**Exercise directions**.
Can the data below be echoed back word for word?

>> BEGIN Data rows

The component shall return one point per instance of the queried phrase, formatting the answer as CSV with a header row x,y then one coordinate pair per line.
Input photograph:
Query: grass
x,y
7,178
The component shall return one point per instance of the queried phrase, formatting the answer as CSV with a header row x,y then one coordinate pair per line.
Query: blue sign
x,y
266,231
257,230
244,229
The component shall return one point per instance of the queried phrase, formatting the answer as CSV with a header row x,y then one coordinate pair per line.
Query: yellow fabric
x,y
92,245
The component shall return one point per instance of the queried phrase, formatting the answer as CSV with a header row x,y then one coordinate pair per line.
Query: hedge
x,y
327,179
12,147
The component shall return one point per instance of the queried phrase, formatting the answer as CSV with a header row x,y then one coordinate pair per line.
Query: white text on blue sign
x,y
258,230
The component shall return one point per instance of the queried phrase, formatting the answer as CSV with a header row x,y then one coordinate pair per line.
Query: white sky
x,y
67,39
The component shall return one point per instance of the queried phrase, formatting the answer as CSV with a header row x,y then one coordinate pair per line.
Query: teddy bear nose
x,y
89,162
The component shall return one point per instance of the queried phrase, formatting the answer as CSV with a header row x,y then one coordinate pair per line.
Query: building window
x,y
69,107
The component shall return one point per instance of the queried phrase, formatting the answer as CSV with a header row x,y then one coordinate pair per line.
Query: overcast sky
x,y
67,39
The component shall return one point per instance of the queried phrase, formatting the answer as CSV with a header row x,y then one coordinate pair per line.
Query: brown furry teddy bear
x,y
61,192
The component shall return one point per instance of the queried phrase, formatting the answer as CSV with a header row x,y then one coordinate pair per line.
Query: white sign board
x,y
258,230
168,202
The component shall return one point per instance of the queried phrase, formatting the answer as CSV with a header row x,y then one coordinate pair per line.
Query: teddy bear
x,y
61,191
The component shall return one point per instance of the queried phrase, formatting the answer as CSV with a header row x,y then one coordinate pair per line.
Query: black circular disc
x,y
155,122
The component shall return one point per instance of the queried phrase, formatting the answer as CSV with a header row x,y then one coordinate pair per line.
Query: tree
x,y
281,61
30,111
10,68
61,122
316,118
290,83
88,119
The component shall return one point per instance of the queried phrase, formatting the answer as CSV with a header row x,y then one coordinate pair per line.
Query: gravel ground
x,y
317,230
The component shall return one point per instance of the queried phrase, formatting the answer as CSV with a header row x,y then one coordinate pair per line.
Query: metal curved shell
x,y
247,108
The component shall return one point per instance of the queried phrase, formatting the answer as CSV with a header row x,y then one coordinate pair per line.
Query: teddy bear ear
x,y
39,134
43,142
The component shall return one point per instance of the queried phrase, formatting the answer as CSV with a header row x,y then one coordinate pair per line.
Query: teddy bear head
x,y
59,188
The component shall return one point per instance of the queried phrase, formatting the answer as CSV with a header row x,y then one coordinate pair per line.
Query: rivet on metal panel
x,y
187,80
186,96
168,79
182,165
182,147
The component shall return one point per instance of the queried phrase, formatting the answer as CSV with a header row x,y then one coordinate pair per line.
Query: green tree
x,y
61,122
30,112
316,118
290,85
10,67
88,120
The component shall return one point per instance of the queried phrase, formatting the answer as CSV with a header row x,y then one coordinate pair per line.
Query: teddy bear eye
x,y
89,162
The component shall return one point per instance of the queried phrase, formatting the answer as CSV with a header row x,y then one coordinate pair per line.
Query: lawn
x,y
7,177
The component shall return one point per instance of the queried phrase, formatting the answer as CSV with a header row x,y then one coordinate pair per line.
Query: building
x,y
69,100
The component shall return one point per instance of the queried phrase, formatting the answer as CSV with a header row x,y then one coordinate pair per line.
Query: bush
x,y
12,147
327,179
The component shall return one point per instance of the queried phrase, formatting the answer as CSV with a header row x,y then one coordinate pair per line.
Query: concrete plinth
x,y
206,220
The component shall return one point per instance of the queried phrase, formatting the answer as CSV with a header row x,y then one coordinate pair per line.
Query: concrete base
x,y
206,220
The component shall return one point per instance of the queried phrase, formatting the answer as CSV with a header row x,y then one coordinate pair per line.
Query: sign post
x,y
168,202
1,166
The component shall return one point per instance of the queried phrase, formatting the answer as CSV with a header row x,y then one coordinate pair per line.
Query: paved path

>> END Data rows

**Expected answer**.
The component shall return one point per instance of the queried phrase, formatting the answer as CSV with a header row x,y then one coordinate pair per line.
Input photograph:
Query: grass
x,y
7,178
The component shall return one point per instance of the queried phrase, formatting the answer as CSV with a header row x,y then one coordinate pair per line.
Query: blue sign
x,y
266,231
257,230
244,229
The component shall return one point per instance of the queried phrase, formatting the answer as CSV with a header row x,y then one coordinate pair per line.
Query: yellow fabric
x,y
92,245
The component shall return one point per instance of the queried phrase, formatting the answer as CSV with a header row x,y then one coordinate pair per line.
Query: hedge
x,y
327,179
12,147
The component shall return one point per instance of the queried phrase, formatting the answer as CSV with a header row x,y then one coordinate pair per line.
Query: white text on blue sign
x,y
258,230
The component shall return one point per instance of the queried phrase, formatting the answer as CSV with a header row x,y then one coordinate pair per line.
Query: white sky
x,y
67,39
The component shall return one point per instance of the queried phrase, formatting the answer as CSV with a header row x,y then one coordinate pair per line.
Query: teddy bear nose
x,y
89,162
The component shall return one point per instance of the queried phrase, formatting the answer as CSV with a header row x,y then one coordinate pair per line.
Query: building window
x,y
69,107
The component shall return one point per instance of the queried phrase, formatting the answer as CSV with a header row x,y then one coordinate pair per line.
Query: overcast sky
x,y
67,39
The component shall return one point per instance of the queried phrase, formatting the answer as CSV with a header row x,y then one coordinate pair per line.
Query: brown furry teddy bear
x,y
61,192
The component shall return one point per instance of the queried phrase, formatting the answer as CSV with a header row x,y then one coordinate pair per line.
Query: white sign board
x,y
258,230
168,202
The component shall return one point per instance of the queried phrase, formatting the answer as CSV with a header row x,y then one coordinate pair per line.
Query: teddy bear
x,y
61,191
The component shall return one point per instance of the queried phrase, formatting the answer as CSV with a header row x,y then one coordinate pair per line.
Query: black circular disc
x,y
155,122
The component shall return one point per instance of the queried phrase, formatting the answer as CSV with a header row x,y then one coordinate pair per line.
Query: tree
x,y
281,61
30,111
10,68
61,122
316,118
290,83
88,119
The component shall return one point per instance of the queried phrase, formatting the answer as CSV with a header row x,y then one coordinate pair per line.
Query: gravel ground
x,y
317,230
The component shall return one point per instance of the queried phrase, formatting the answer as CSV with a header row x,y then one coordinate pair per line.
Query: metal curved shell
x,y
247,108
The component shall return one point per instance of the queried phrase, formatting the answer as CSV with a header row x,y then one coordinate pair per line.
Query: teddy bear ear
x,y
39,134
43,142
The component shall return one point per instance of the queried phrase, formatting the answer as CSV with a header row x,y then one coordinate pair per line.
Query: teddy bear head
x,y
59,188
The component shall return one point per instance of the queried phrase, formatting the answer as CSV with a header row x,y then one coordinate pair per line.
Query: rivet on metal panel
x,y
187,80
186,96
168,79
182,165
182,147
The component shall return one point per instance of the queried phrase, formatting the answer as CSV with a header row x,y then one coordinate pair per line.
Query: green tree
x,y
61,122
30,112
316,118
290,85
10,67
88,120
The component shall return one point per instance of the queried phrase, formatting the answer as CSV with a header row x,y then one coordinate pair per line.
Query: teddy bear eye
x,y
89,162
The component shall return one point per instance of the queried phrase, formatting the answer as CSV with a header row x,y then one coordinate pair per line.
Query: lawn
x,y
7,177
The component shall return one point per instance of the queried phrase, formatting the answer as CSV with a header row x,y then one coordinate pair per line.
Query: building
x,y
69,100
The component shall return one point per instance of the queried phrase, formatting the answer as CSV with a header row x,y then one coordinate pair per line.
Query: bush
x,y
12,147
327,179
The component shall return one point per instance of the queried phrase, formatting the answer as CSV with a header row x,y then one coordinate pair per line.
Query: concrete plinth
x,y
206,220
The component shall return one point per instance of the queried phrase, formatting the answer as CSV with a header row x,y then one coordinate pair per line.
Query: concrete base
x,y
206,220
The component shall return one point per instance of the queried phrase, formatting the answer as CSV with a header row x,y then one coordinate pair per line.
Query: sign post
x,y
168,202
1,166
The component shall return one point per instance of the queried phrase, formatting the answer as CSV with a header row x,y then one coordinate pair per line.
Query: paved path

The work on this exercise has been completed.